◆ The task ◆
Line by line, the data below should be set down unchanged, with images excluded.

◆ Provided material ◆
────────────────

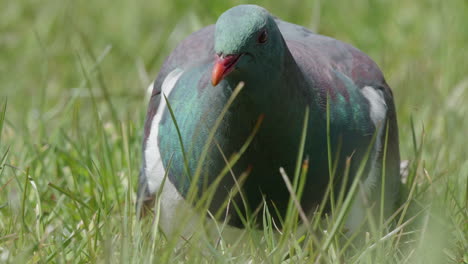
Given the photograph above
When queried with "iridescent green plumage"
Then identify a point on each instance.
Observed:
(293, 70)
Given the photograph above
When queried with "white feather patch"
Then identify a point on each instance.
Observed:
(378, 115)
(154, 169)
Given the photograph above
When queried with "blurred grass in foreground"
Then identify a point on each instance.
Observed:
(74, 76)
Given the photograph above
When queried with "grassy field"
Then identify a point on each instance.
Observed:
(73, 76)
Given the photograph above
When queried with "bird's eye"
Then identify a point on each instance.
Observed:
(262, 37)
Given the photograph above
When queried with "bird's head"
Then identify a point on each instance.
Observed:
(247, 42)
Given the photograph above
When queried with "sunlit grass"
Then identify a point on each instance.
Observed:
(72, 104)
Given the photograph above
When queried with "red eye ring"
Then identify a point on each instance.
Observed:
(262, 37)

────────────────

◆ Response to this exercise ◆
Given the photograph above
When queried with "iridescent green plumage"
Then identify a point on each instance.
Observed:
(293, 70)
Given the photograph above
When queried with "white feather patch"
Then identify a point on each instance.
Observed:
(378, 115)
(154, 169)
Given the photograph above
When queried with "blurred grass in foreground"
Then identify a point on each instance.
Observed:
(74, 76)
Given the photograph above
When queried with "grassy field"
Then identify a point on each instance.
Observed:
(73, 76)
Given the photograph above
When queried with "bird's eye"
Then identify a point on each instance.
Observed:
(262, 37)
Given the photograph above
When queried with "bird's head"
Then identify a point on each instance.
Observed:
(247, 42)
Given the photograph above
When queried with "sunlit grass"
Then identify a point on each instance.
Observed:
(72, 104)
Given the photograph above
When queried with "red eye ring"
Then identify a point on each instance.
Observed:
(262, 37)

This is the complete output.